→ **Work instruction**: Your answer must be an exact copy of the entries below, with every picture removed.

→ **Dataset**:
════════

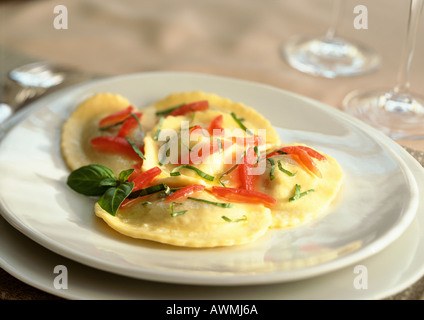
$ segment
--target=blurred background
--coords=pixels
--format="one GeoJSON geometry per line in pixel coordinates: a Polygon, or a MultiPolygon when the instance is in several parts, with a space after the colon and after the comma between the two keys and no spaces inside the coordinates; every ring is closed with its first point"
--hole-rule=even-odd
{"type": "MultiPolygon", "coordinates": [[[[271,84],[338,106],[353,89],[394,85],[408,18],[408,1],[343,2],[338,35],[376,50],[382,59],[376,72],[323,79],[281,58],[289,37],[325,34],[331,0],[9,0],[0,1],[1,77],[37,60],[103,75],[194,71],[271,84]],[[353,26],[358,4],[368,9],[368,29],[353,26]],[[54,28],[57,5],[67,8],[66,30],[54,28]]],[[[424,39],[424,23],[419,34],[424,39]]],[[[424,41],[418,41],[412,89],[422,91],[423,75],[424,41]]]]}

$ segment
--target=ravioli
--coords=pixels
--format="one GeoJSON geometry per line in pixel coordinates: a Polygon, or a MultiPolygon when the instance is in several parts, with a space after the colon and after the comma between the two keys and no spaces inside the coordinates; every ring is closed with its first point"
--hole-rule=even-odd
{"type": "MultiPolygon", "coordinates": [[[[207,192],[197,197],[217,201],[207,192]]],[[[184,247],[246,244],[263,236],[272,222],[270,210],[261,205],[235,204],[217,209],[213,204],[186,200],[175,204],[174,211],[186,212],[173,217],[169,203],[148,197],[120,209],[116,216],[95,206],[96,215],[124,235],[184,247]]]]}
{"type": "Polygon", "coordinates": [[[98,136],[111,136],[99,130],[103,117],[131,106],[130,101],[118,94],[98,93],[80,103],[62,127],[61,152],[71,170],[89,164],[103,164],[115,173],[131,168],[139,162],[137,157],[119,153],[105,153],[91,147],[90,141],[98,136]]]}
{"type": "MultiPolygon", "coordinates": [[[[221,113],[225,114],[230,114],[231,112],[233,112],[237,115],[237,117],[242,118],[246,121],[245,125],[249,129],[257,128],[266,131],[266,144],[276,145],[280,143],[280,137],[272,127],[270,121],[267,120],[264,116],[262,116],[259,112],[257,112],[252,107],[246,106],[241,102],[234,102],[230,99],[220,97],[216,94],[205,93],[202,91],[174,93],[170,94],[164,99],[157,101],[147,109],[154,109],[155,112],[160,112],[181,104],[192,103],[202,100],[209,101],[210,110],[218,110],[221,113]]],[[[153,114],[153,112],[150,111],[149,114],[153,114]]],[[[226,119],[224,120],[224,127],[235,127],[233,121],[228,120],[229,118],[226,117],[226,119]]]]}
{"type": "Polygon", "coordinates": [[[344,174],[334,158],[324,156],[325,161],[316,161],[321,178],[302,168],[290,155],[275,155],[272,157],[275,165],[274,179],[271,180],[271,165],[267,161],[266,172],[258,179],[256,190],[276,199],[272,208],[272,228],[296,227],[326,213],[339,194],[344,174]],[[287,172],[281,171],[279,166],[287,172]],[[305,196],[292,198],[295,196],[296,186],[299,194],[305,192],[305,196]]]}
{"type": "MultiPolygon", "coordinates": [[[[119,95],[94,95],[65,122],[61,144],[72,170],[134,170],[124,182],[133,189],[115,212],[102,208],[104,200],[94,208],[121,234],[196,248],[248,244],[267,230],[318,219],[340,193],[336,159],[283,144],[271,123],[242,103],[192,91],[125,113],[129,106],[119,95]],[[116,123],[99,130],[110,117],[116,123]],[[98,137],[119,138],[125,148],[96,150],[98,137]]],[[[123,183],[108,179],[114,188],[123,183]]]]}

════════

→ **Output for this task**:
$ segment
--target=blurred background
--coords=pixels
--format="one GeoJSON geometry per line in pixel coordinates: a Polygon, or a MultiPolygon when the instance is in several parts, with a space after the colon and after the comma between the two keys and no spaces inside the coordinates; every ring is closed with its first point"
--hole-rule=even-odd
{"type": "MultiPolygon", "coordinates": [[[[271,84],[338,106],[353,89],[394,85],[408,18],[408,1],[343,2],[338,35],[376,50],[382,59],[376,72],[323,79],[281,58],[289,37],[325,34],[331,0],[9,0],[0,1],[1,77],[37,60],[103,75],[194,71],[271,84]],[[353,26],[358,4],[368,9],[368,29],[353,26]],[[54,28],[57,5],[67,8],[66,30],[54,28]]],[[[424,39],[424,23],[419,34],[424,39]]],[[[424,41],[418,41],[412,89],[422,91],[423,75],[424,41]]]]}

$ segment
--target=ravioli
--coords=pixels
--format="one GeoJSON geometry per line in pixel coordinates: a Polygon, or a MultiPolygon when the instance is in several parts, with a space after the colon and after the comma between the two keys and no spaces inside the coordinates; every ring is closed with its first point"
--hole-rule=even-odd
{"type": "MultiPolygon", "coordinates": [[[[207,192],[197,197],[217,201],[207,192]]],[[[184,247],[246,244],[263,236],[272,222],[270,210],[261,205],[235,204],[217,209],[213,204],[186,200],[175,204],[174,211],[186,212],[173,217],[169,203],[148,197],[120,209],[116,216],[95,206],[96,215],[124,235],[184,247]]]]}
{"type": "Polygon", "coordinates": [[[98,136],[111,136],[99,130],[103,117],[131,106],[130,101],[118,94],[98,93],[80,103],[62,127],[61,152],[71,170],[89,164],[103,164],[115,173],[131,168],[139,162],[137,157],[119,153],[105,153],[91,147],[90,141],[98,136]]]}
{"type": "MultiPolygon", "coordinates": [[[[221,113],[225,114],[230,114],[231,112],[233,112],[237,115],[237,117],[242,118],[246,121],[245,125],[249,129],[257,128],[266,131],[266,144],[276,145],[280,143],[280,137],[272,127],[270,121],[267,120],[264,116],[262,116],[259,112],[257,112],[252,107],[246,106],[241,102],[234,102],[230,99],[220,97],[216,94],[205,93],[202,91],[174,93],[170,94],[164,99],[157,101],[147,109],[154,109],[155,112],[160,112],[181,104],[192,103],[202,100],[209,101],[210,110],[218,110],[221,113]]],[[[153,114],[153,112],[150,111],[149,114],[153,114]]],[[[226,119],[224,120],[224,127],[235,127],[233,121],[228,120],[229,118],[226,117],[226,119]]]]}
{"type": "Polygon", "coordinates": [[[344,174],[334,158],[324,156],[325,161],[316,161],[321,178],[302,168],[290,155],[275,155],[272,157],[275,165],[274,179],[271,180],[271,165],[267,161],[266,172],[258,179],[256,190],[276,199],[272,208],[272,228],[296,227],[326,213],[339,194],[344,174]],[[287,172],[281,171],[279,166],[287,172]],[[305,196],[292,198],[295,196],[296,186],[299,194],[305,192],[305,196]]]}
{"type": "MultiPolygon", "coordinates": [[[[119,95],[94,95],[65,122],[61,144],[72,170],[134,170],[124,182],[133,189],[115,212],[102,208],[104,200],[94,208],[121,234],[196,248],[248,244],[267,230],[318,219],[340,193],[336,159],[283,144],[271,123],[242,103],[192,91],[125,113],[129,106],[119,95]],[[116,123],[99,130],[110,117],[116,123]],[[98,137],[119,138],[125,148],[96,150],[98,137]]],[[[123,183],[108,179],[114,188],[123,183]]]]}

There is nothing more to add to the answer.